*** Selected excerpt ***

The HECS mistakes costing students thousands
By Nicola Field
A university degree can be the key to a better career, but for millions of Australians, it also comes with a financial catch that can last for decades.
In 2026, around 270,000 Australians started university for the first time.
For many, that also means taking on a HECS-HELP debt, joining more than 3 million Australians already carrying student loans.
And while HECS can make uni more affordable upfront, the debt can linger long after graduation, potentially affecting borrowing power, savings goals and plans to buy a first home.
What is a HECS-HELP debt?
For many Australians, HECS-HELP makes university possible without paying tuition fees upfront.
Most students are enrolled in a Commonwealth-supported place, where the government pays part of the cost of a degree. The remaining amount can either be paid upfront or deferred through a HECS-HELP loan.
Unlike a credit card or personal loan, HECS doesn't charge interest. But the debt still grows over time through annual indexation linked to inflation or wages growth. In 2026, the indexation rate is 2.8%.
Repayments also don't start immediately. Graduates only begin repaying their debt once their income reaches $67,000.
HECS quick facts for 2026
- Repayments start once income reaches $67,000
- 2026 indexation rate: 2.8%
- More than 3 million Australians have student debt
- Most HELP loan limits: $129,883
At first glance, HECS can seem manageable.
But the long-term impact can catch many graduates off guard.
Some Australians carry student debt for decades, and banks still factor HECS repayments into home loan applications, which can reduce borrowing power.
That's why the financial decisions students make during university can have a major impact long after graduation.
Seven ways to reduce your HECS debt
Small mistakes at university can become expensive later. Here are seven ways students can keep their HECS debt under control.

***

### Task instructions
1. According to the HECS article, what is the indexation rate in 2026?
2. Echo the passage of the HECS article that opens with the words containing "Some Australians carry" and closes with "reduce borrowing power.".
The records that follow have no connection to the HECS article.

*** Supplied information ***

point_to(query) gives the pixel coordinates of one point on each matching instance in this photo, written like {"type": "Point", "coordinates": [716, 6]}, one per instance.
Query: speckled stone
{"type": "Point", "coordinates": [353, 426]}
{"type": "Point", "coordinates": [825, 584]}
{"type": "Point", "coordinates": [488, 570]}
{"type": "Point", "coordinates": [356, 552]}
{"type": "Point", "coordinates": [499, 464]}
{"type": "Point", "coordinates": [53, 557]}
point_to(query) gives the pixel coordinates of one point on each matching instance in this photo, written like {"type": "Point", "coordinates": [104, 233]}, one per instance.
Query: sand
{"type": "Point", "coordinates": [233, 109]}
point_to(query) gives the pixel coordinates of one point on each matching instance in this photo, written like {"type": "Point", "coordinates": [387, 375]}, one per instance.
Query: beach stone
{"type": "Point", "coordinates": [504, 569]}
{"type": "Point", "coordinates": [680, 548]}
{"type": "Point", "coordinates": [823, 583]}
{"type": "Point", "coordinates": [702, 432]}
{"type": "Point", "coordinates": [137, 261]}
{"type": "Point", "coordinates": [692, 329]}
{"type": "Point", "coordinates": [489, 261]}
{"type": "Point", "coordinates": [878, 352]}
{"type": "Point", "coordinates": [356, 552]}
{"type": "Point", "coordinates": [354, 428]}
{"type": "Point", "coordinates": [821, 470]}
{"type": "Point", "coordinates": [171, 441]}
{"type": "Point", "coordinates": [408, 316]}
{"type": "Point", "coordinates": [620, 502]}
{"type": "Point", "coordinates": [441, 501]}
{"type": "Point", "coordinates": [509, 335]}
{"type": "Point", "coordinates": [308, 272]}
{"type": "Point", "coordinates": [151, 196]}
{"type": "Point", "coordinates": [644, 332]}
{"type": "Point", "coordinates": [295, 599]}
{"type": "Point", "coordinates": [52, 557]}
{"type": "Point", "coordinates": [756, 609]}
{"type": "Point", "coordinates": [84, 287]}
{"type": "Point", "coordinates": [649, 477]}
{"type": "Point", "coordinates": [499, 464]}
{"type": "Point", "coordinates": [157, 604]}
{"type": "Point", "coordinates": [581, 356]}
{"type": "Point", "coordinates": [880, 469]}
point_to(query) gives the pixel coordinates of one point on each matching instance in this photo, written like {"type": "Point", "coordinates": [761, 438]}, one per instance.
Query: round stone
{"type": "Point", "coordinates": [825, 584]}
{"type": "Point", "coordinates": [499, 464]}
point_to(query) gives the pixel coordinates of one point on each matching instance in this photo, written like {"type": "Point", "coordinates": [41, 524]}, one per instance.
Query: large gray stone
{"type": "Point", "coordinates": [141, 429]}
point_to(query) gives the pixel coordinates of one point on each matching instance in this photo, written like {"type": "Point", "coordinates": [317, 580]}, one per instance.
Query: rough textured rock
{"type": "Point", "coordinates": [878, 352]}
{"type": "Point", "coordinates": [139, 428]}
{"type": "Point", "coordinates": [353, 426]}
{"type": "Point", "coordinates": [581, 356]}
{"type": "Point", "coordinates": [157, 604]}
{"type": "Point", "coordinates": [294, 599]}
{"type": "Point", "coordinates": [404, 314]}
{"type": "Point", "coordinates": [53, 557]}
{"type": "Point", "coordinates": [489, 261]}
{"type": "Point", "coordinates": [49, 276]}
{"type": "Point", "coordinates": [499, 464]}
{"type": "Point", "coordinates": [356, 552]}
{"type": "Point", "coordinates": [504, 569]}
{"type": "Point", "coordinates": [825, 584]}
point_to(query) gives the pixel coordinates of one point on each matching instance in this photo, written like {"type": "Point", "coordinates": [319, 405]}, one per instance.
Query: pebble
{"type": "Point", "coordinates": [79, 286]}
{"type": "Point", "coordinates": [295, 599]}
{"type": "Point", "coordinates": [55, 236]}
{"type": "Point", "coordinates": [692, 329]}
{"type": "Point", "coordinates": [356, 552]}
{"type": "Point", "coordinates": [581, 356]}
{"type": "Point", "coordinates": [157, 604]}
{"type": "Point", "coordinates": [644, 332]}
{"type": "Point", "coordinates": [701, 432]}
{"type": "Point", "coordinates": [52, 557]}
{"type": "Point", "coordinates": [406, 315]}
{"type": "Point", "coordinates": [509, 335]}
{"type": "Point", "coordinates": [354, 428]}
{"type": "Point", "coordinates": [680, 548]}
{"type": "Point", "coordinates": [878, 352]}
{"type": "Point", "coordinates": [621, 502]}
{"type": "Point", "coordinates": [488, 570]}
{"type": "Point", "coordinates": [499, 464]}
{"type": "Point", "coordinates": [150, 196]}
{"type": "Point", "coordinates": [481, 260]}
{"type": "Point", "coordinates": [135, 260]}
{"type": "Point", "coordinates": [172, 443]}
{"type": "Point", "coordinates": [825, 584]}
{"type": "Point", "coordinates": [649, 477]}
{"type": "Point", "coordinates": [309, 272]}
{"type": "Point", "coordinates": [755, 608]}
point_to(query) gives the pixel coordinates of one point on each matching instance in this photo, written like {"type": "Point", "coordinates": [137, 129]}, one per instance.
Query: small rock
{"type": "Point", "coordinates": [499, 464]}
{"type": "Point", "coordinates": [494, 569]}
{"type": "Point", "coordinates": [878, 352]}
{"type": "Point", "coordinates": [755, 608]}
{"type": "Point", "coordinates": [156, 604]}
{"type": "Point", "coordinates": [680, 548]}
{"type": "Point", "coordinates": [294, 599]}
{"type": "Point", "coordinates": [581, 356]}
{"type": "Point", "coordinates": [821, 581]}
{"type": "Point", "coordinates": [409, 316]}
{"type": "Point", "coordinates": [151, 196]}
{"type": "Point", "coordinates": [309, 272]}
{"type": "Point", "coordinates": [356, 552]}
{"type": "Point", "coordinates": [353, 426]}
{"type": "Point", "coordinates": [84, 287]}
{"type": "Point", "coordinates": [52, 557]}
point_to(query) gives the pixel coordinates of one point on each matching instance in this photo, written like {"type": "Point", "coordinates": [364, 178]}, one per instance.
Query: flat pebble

***
*** Supplied information ***

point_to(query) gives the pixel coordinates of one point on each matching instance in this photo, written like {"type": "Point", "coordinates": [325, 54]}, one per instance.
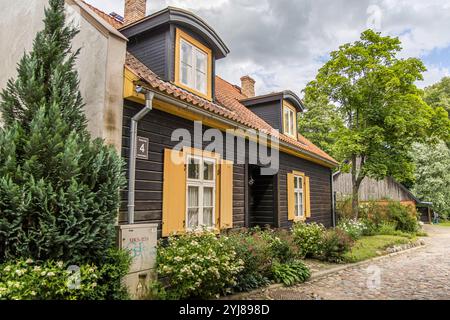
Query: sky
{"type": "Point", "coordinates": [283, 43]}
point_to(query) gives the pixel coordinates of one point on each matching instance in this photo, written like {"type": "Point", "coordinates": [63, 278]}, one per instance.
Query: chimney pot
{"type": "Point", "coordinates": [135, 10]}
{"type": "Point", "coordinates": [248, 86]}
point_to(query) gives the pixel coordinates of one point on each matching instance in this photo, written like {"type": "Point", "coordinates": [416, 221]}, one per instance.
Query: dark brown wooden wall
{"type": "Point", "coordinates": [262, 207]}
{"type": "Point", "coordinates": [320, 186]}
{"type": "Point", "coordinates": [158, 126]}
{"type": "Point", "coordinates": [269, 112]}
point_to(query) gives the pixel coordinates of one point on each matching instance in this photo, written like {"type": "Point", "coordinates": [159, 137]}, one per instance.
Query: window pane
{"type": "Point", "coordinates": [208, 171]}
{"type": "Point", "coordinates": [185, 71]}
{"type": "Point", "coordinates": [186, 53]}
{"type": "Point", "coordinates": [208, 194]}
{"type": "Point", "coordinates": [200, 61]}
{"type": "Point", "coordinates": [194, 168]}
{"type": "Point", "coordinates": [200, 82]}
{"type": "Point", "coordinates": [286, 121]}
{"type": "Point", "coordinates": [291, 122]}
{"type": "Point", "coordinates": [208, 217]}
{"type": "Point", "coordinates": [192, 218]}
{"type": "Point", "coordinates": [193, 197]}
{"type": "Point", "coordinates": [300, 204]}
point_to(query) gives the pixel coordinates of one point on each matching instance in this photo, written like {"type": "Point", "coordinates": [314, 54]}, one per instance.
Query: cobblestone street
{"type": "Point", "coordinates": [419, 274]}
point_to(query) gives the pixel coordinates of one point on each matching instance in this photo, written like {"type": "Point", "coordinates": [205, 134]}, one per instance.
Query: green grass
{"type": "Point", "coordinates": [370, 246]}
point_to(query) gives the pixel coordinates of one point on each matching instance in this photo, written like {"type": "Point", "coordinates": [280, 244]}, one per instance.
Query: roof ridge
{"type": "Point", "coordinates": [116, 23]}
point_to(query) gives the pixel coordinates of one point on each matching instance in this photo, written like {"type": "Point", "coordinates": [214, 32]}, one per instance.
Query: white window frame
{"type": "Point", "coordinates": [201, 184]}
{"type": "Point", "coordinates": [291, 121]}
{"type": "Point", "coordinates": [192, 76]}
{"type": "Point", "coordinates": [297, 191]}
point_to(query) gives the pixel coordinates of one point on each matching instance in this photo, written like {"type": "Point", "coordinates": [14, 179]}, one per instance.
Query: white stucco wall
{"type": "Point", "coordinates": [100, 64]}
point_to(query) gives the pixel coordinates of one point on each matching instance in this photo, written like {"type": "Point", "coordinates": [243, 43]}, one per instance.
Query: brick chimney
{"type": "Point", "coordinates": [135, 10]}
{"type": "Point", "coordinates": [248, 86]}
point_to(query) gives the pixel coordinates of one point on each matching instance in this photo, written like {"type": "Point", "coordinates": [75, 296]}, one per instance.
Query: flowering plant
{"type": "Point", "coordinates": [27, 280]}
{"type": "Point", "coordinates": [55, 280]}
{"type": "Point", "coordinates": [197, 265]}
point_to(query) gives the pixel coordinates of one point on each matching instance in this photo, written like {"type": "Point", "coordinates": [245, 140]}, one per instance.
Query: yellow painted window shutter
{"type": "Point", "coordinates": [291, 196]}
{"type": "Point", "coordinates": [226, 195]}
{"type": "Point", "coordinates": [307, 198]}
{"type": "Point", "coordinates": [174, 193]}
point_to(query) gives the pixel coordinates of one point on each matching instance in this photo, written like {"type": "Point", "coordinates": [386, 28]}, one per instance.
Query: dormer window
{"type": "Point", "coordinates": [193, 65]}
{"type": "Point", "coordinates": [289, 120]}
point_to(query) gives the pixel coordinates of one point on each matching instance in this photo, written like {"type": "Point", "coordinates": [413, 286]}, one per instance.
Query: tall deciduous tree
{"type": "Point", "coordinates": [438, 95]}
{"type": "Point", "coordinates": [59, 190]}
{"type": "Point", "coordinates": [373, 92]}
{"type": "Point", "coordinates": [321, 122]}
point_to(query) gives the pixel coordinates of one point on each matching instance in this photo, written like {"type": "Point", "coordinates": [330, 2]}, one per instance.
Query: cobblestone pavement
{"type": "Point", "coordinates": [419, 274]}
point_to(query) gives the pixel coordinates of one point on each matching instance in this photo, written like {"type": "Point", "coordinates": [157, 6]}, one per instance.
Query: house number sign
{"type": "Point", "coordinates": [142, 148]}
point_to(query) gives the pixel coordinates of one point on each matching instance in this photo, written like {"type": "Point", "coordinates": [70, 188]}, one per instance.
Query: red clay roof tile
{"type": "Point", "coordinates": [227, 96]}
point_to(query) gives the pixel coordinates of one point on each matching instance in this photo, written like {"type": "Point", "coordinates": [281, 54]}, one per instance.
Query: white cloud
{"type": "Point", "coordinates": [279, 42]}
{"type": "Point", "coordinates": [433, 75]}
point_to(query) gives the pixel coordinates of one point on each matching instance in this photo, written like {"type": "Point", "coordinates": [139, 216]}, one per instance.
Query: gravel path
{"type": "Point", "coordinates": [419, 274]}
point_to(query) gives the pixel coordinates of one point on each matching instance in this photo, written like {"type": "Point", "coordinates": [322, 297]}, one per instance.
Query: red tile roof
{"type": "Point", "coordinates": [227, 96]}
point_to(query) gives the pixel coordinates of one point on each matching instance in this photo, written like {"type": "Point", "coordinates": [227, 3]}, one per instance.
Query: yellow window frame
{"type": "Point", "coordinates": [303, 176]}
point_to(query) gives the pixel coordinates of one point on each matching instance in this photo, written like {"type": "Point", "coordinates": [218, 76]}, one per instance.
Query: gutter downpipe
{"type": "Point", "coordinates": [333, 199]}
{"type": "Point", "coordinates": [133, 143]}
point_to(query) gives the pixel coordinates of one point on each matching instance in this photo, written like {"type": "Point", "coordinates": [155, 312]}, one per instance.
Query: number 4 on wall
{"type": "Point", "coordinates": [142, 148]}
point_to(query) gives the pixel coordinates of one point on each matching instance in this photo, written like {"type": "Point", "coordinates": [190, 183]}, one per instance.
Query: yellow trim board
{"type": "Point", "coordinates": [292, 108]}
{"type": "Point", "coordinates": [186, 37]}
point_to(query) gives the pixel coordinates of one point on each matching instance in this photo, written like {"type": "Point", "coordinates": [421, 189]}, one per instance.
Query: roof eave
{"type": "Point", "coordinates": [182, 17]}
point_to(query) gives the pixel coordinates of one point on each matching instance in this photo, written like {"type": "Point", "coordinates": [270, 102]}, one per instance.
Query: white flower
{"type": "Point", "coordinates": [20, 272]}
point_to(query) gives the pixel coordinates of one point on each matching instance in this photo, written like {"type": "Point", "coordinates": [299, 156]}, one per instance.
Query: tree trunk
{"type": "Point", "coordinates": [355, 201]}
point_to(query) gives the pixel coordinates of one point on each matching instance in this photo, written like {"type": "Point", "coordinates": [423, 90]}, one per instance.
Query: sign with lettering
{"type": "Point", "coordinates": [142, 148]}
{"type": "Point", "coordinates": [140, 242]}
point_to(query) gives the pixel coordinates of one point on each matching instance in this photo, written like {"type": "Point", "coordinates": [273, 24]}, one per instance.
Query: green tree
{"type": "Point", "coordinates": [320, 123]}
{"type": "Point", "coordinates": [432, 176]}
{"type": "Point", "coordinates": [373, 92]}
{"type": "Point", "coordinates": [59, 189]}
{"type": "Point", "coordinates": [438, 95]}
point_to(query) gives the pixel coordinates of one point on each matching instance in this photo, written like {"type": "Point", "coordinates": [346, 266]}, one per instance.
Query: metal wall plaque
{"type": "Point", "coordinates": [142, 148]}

***

### List of answers
1. 2.8%.

2.
Some Australians carry student debt for decades, and banks still factor HECS repayments into home loan applications, which can reduce borrowing power.